__Extract to read__.
▼

Transmissibility Function-based diagnosis of a class of bolted Beam-like structures with nonlinear Fault-induced loads and nonlinear boundary conditions

Bolted beam-like engineering structures are frequently encountered with dynamic load-caused bolt faults like fatigue crack and loosening during operation. Bolt faults can seriously affect structural safety and integrity and thus health diagnosis as early as possible is very essential and meaningful. To this aim, various fault feature-based methods have been proposed, which, however, usually have some limitations, for example, neglect of nonlinear boundary condition, requirement of whole structure model, and need of benchmark structure data and so forth. To overcome these limitations, a systematic diagnosis method is proposed in this study. In the new method, the dynamic model of bolted beam-like structures is built as a discrete chain-type multiple degree-of-freedom (MDOF) model with nonlinear damper-spring connections simulating nonlinear boundary conditions and potential bolt faults. By stimulating the model three times with the same signal of different excitation amplitudes, local diagnosis features using nonlinear fault-induced loads and transmissibility functions of the local substructure are established. Then, a novel diagnosis approach with sensitive indicators which combines diagnosis features with relative change is developed. The results from a simulation example about a 20-DOF model with quadratic stiffness properties and extensive experimental studies on a lab bolted beam-like steel structure with nonlinear boundaries and bolt faults demonstrate and validate the effectiveness and feasibility.

▲

(Collected data)
▼

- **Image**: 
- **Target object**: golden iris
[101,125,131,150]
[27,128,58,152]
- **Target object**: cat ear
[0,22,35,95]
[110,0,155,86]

▲

__Problem description__. Please list every limitation of earlier fault feature-based methods that the abstract on bolted beam-like structures names.

__Answer to this problem__.
- Neglect of nonlinear boundary condition
- Requirement of whole structure model
- Need of benchmark structure data